• [SOURCE TEXT]
+===+

The Sims 3 (3DS) Review
Developer: The Sims Studio / Publisher: Electronic Arts / ESRB: Teen (Crude Humor, Mild Violence, Sexual Themes) / Played on: 3DS / Price: $39.99

When EA announced that it was going to squeeze the 14GB PC life simulator, The Sims 3, onto a skimpy 3DS cartridge, I was skeptical at best. During a late night play session, however, when my Sim is late to work, his girlfriend has flooded the bathroom floor with crap water, the oven is bursting into flames, someone just stole his computer, and all my Sim wants to do is play chess, I realize: “yep, this is a Sims game.” Unfortunately, in this ultra-compact and bug riddled state, I still don’t want to play it.

Gameplay
In many ways, Sims 3 on 3DS emulates its big brothers on PC and consoles just fine. I can completely customize innumerable Sims and populate a digital world where I deck out my house, move up the corporate and social ladders, and work towards a lifetime ambition such as astronaut or leader of the free world. But a game so ambitious as to “simulate” life requires an enormous number of overlapping systems to keep you in control and give you that thrill of being just one step ahead of overwhelmed. In this truncated edition, however, certain vital systems, such as mood meters and traveling to town have been drastically changed, and others, such as calling help services and aging have been dropped altogether.

+===+

• [Dataset entries]
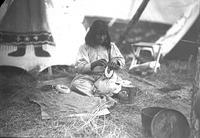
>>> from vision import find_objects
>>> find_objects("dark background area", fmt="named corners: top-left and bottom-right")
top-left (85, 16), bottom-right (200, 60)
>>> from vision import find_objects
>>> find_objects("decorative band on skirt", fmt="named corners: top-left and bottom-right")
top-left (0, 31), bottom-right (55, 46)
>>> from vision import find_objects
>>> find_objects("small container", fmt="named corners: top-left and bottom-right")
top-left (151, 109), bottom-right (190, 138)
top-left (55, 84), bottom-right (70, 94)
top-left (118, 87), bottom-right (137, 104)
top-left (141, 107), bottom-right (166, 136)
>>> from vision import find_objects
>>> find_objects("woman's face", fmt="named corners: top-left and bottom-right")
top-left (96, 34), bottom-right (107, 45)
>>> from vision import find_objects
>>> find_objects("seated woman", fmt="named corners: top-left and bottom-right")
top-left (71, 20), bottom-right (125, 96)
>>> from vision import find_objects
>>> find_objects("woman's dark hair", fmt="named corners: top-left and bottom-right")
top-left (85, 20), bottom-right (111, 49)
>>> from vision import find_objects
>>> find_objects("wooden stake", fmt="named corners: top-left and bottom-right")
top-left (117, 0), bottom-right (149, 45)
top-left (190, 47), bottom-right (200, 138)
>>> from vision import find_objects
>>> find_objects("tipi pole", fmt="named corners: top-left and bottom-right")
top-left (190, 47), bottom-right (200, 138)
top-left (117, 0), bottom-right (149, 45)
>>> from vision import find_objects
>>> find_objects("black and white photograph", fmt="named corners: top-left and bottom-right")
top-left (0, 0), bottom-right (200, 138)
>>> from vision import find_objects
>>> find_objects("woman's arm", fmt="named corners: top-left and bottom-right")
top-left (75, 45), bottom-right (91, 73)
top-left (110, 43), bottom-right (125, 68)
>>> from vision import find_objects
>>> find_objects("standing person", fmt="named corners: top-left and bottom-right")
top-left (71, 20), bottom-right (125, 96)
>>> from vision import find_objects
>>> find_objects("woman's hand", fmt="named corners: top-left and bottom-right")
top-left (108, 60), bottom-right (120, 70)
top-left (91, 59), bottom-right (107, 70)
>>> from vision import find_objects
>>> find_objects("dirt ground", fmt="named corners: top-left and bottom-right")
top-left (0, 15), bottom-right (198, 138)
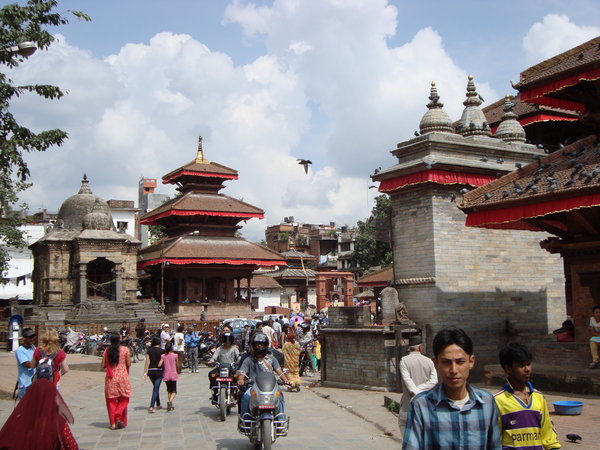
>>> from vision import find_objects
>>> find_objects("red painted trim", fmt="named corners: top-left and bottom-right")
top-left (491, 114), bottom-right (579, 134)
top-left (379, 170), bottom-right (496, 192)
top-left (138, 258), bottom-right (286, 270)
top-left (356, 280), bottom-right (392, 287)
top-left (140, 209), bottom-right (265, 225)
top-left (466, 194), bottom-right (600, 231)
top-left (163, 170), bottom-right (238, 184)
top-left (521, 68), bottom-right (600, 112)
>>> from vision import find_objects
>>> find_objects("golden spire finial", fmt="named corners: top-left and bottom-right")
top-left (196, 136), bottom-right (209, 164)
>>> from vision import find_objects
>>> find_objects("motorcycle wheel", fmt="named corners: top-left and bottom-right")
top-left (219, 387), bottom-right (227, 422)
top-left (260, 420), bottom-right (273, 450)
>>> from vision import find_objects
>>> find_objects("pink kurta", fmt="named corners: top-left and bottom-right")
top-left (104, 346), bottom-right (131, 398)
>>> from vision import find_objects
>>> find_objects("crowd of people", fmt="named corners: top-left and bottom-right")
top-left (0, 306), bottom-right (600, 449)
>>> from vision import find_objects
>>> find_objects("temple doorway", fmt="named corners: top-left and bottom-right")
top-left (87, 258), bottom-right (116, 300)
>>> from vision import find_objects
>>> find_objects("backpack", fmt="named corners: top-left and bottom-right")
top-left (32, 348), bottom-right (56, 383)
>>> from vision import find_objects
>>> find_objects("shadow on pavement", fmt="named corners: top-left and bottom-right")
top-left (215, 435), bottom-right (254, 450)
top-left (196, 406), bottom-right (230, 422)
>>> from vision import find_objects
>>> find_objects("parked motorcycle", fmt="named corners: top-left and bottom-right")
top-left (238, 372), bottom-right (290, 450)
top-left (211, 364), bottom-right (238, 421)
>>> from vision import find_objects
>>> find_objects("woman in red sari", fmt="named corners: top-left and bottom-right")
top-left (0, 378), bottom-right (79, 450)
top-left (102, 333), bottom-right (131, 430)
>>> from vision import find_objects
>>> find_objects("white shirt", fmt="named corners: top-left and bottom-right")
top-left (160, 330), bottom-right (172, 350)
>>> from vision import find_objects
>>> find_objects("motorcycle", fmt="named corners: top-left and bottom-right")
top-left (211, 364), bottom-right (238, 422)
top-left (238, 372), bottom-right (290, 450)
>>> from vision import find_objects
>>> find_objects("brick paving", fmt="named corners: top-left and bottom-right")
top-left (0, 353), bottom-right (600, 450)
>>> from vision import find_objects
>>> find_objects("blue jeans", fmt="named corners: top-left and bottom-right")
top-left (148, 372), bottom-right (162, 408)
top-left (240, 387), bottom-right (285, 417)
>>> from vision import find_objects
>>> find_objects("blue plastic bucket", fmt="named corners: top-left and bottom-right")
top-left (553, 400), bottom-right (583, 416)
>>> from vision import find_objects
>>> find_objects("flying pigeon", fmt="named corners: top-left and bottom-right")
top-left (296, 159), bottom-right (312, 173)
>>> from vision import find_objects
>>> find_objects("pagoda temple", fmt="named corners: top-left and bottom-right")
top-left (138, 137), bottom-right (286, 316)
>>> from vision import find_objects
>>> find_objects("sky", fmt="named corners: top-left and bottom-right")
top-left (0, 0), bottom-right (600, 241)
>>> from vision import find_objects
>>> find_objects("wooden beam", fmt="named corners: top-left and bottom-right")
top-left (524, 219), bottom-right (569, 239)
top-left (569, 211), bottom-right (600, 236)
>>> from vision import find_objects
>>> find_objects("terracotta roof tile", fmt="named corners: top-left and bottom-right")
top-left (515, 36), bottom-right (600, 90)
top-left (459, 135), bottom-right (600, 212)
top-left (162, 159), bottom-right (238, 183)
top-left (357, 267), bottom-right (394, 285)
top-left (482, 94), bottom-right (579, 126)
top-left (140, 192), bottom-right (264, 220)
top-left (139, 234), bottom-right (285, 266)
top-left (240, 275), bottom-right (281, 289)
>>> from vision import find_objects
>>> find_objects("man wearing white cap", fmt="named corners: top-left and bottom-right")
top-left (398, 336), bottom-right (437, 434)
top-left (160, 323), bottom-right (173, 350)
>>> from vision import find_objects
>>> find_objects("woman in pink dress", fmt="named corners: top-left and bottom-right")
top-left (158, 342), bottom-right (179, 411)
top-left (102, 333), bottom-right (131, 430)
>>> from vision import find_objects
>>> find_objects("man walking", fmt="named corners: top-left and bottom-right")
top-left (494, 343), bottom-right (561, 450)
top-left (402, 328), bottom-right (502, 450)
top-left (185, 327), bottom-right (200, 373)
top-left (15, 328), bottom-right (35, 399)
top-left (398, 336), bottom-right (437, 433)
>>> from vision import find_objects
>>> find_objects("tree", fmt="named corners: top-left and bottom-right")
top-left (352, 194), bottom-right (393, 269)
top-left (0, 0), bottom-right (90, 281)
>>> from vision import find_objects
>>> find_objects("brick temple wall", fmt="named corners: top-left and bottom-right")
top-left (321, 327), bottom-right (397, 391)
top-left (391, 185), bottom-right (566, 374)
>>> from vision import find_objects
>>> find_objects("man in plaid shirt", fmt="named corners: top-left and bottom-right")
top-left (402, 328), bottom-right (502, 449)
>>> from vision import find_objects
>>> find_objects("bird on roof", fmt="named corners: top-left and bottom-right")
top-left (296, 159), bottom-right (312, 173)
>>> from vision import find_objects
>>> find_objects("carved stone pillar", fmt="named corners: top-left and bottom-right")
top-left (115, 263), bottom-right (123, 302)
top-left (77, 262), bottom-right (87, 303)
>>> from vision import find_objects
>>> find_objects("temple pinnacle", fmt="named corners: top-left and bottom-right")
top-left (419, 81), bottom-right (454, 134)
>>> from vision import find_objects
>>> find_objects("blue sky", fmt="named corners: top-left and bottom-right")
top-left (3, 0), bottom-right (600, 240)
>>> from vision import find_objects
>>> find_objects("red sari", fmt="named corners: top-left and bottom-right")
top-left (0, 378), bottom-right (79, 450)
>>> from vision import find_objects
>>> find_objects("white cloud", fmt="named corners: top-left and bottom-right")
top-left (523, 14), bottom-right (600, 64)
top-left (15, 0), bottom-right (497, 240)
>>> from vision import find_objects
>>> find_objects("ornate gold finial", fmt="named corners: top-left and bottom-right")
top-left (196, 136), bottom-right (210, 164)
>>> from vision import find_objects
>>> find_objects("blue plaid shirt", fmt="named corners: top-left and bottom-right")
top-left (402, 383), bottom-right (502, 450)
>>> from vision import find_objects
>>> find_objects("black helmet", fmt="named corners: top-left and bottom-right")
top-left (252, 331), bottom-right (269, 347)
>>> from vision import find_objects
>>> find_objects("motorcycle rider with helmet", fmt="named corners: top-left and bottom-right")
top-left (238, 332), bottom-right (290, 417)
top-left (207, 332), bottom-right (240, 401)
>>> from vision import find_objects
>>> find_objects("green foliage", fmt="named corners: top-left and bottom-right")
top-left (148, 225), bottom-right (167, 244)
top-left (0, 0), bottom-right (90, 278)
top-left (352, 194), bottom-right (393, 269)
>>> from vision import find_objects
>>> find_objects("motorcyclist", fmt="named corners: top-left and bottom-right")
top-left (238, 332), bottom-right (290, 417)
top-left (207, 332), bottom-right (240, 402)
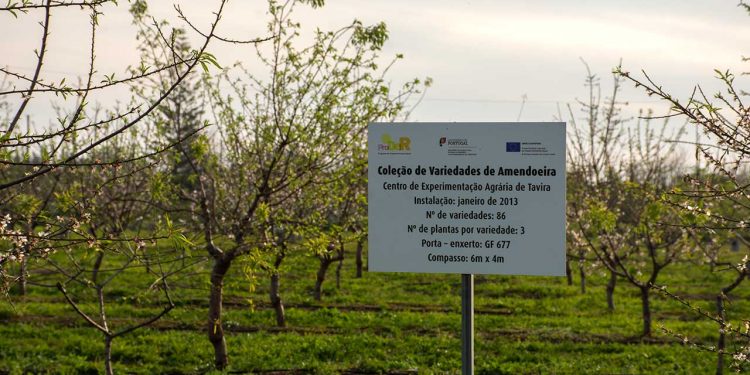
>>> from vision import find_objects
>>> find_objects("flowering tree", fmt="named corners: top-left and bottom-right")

+===+

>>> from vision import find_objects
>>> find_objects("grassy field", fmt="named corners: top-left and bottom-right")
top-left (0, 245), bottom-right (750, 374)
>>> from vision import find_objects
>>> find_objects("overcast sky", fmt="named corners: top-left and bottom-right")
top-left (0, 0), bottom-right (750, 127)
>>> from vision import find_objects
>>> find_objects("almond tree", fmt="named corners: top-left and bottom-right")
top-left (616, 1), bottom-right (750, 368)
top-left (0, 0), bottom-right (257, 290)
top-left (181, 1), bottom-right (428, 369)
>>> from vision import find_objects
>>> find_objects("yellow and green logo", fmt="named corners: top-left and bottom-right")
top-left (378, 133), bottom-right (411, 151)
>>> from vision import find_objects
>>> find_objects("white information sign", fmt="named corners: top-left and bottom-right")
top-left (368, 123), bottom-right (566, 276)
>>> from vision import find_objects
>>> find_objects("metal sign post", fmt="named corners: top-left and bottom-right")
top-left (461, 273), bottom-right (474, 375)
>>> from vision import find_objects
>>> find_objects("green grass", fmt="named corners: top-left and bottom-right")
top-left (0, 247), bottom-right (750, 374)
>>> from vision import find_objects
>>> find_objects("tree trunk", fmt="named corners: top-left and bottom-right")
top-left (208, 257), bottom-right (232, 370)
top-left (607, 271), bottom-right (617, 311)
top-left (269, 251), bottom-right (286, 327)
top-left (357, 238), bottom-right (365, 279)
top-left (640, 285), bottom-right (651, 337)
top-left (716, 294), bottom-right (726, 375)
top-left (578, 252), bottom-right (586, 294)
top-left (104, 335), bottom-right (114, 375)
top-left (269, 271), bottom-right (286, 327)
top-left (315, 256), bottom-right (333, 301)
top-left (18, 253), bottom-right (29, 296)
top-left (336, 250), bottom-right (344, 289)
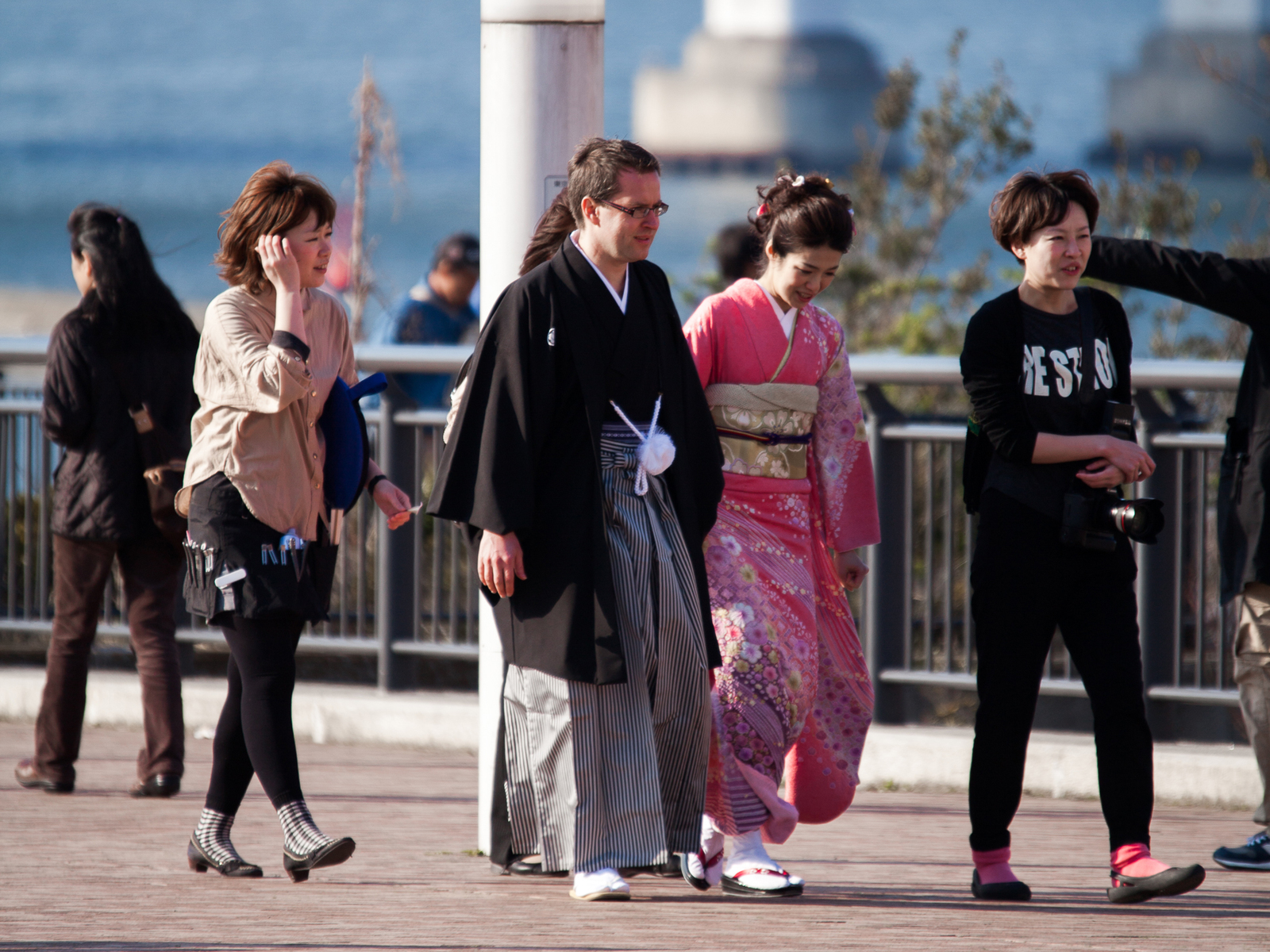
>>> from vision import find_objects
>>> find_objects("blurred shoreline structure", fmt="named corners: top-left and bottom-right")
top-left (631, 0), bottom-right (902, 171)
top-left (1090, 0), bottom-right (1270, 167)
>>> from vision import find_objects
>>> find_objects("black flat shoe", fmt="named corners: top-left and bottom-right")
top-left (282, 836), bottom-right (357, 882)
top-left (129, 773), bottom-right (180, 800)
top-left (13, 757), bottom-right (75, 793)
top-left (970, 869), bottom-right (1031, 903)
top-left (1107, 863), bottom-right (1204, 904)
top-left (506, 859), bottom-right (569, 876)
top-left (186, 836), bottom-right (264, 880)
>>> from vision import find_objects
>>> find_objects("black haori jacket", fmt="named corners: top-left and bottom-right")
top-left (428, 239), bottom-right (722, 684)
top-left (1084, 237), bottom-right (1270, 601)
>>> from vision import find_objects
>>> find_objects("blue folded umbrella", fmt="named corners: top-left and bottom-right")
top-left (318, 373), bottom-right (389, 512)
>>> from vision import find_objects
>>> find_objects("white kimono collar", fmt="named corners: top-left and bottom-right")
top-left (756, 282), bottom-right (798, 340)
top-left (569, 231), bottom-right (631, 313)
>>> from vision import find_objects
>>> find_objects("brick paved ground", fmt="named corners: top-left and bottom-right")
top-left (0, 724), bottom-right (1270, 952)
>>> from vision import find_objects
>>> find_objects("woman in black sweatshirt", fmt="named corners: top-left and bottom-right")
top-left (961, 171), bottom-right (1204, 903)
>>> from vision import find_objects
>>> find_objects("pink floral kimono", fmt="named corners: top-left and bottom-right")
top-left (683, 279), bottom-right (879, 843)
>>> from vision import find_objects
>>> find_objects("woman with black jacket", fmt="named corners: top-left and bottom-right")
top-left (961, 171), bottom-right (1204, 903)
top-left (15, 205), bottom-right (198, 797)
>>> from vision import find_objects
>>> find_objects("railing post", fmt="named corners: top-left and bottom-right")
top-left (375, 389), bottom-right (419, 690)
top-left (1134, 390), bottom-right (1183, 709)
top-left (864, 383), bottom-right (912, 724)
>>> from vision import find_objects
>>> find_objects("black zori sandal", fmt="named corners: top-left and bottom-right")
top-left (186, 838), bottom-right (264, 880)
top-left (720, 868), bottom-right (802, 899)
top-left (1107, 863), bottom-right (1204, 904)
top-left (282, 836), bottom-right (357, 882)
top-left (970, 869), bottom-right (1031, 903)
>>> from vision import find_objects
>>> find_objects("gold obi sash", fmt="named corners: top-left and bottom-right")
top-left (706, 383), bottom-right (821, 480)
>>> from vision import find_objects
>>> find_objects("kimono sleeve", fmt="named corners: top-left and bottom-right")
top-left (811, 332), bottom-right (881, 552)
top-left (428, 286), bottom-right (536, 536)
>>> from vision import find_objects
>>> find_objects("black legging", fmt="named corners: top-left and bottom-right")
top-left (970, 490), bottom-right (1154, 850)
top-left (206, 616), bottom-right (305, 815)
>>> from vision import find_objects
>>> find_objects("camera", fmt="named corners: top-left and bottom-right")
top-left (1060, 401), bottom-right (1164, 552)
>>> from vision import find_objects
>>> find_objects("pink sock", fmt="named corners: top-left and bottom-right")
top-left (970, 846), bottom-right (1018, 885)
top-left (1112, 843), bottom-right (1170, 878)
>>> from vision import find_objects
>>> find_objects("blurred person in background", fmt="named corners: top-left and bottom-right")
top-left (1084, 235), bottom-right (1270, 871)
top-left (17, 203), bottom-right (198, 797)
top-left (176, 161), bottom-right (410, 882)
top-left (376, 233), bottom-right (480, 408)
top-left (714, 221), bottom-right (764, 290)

+===+

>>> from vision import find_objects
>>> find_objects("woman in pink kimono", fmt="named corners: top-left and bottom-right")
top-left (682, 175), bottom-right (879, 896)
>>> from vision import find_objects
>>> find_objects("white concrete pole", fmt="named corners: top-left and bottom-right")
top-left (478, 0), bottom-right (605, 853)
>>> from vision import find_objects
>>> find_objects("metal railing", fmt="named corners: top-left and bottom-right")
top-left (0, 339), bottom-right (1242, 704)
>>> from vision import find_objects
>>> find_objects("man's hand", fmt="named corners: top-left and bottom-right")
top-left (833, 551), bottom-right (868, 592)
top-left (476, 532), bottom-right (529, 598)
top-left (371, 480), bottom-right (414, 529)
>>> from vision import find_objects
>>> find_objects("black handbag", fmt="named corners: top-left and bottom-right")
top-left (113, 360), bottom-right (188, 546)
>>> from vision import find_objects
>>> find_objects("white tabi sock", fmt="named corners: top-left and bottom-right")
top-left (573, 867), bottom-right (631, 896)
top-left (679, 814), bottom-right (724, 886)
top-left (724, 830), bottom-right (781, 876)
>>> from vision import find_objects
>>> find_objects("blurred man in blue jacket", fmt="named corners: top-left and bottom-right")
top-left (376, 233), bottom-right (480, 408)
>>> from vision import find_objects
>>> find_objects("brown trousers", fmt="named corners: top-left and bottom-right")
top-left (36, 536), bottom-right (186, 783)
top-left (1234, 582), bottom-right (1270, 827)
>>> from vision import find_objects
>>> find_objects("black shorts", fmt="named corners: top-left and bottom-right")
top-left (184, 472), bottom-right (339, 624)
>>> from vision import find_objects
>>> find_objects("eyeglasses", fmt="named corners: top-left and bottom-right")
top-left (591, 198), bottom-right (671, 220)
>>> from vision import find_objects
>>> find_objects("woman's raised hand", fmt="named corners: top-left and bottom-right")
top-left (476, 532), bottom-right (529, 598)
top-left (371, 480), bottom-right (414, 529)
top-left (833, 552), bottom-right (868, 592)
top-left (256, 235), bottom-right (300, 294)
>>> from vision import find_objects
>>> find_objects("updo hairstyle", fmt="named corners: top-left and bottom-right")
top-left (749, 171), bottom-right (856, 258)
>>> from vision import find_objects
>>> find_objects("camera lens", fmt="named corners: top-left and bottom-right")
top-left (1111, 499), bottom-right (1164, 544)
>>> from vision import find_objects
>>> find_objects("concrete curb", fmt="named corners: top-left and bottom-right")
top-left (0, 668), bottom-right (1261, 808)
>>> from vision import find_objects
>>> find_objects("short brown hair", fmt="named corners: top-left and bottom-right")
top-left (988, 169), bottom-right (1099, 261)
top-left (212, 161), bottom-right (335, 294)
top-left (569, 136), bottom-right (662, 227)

+===+

• [WHAT YOU SHOULD DO] Please duplicate the passage of the Sims 3 review that opens with the words containing "The Sims 3 (3DS)" and closes with "to play it.".

• [EXERCISE ANSWER]
The Sims 3 (3DS) Review
Developer: The Sims Studio / Publisher: Electronic Arts / ESRB: Teen (Crude Humor, Mild Violence, Sexual Themes) / Played on: 3DS / Price: $39.99

When EA announced that it was going to squeeze the 14GB PC life simulator, The Sims 3, onto a skimpy 3DS cartridge, I was skeptical at best. During a late night play session, however, when my Sim is late to work, his girlfriend has flooded the bathroom floor with crap water, the oven is bursting into flames, someone just stole his computer, and all my Sim wants to do is play chess, I realize: “yep, this is a Sims game.” Unfortunately, in this ultra-compact and bug riddled state, I still don’t want to play it.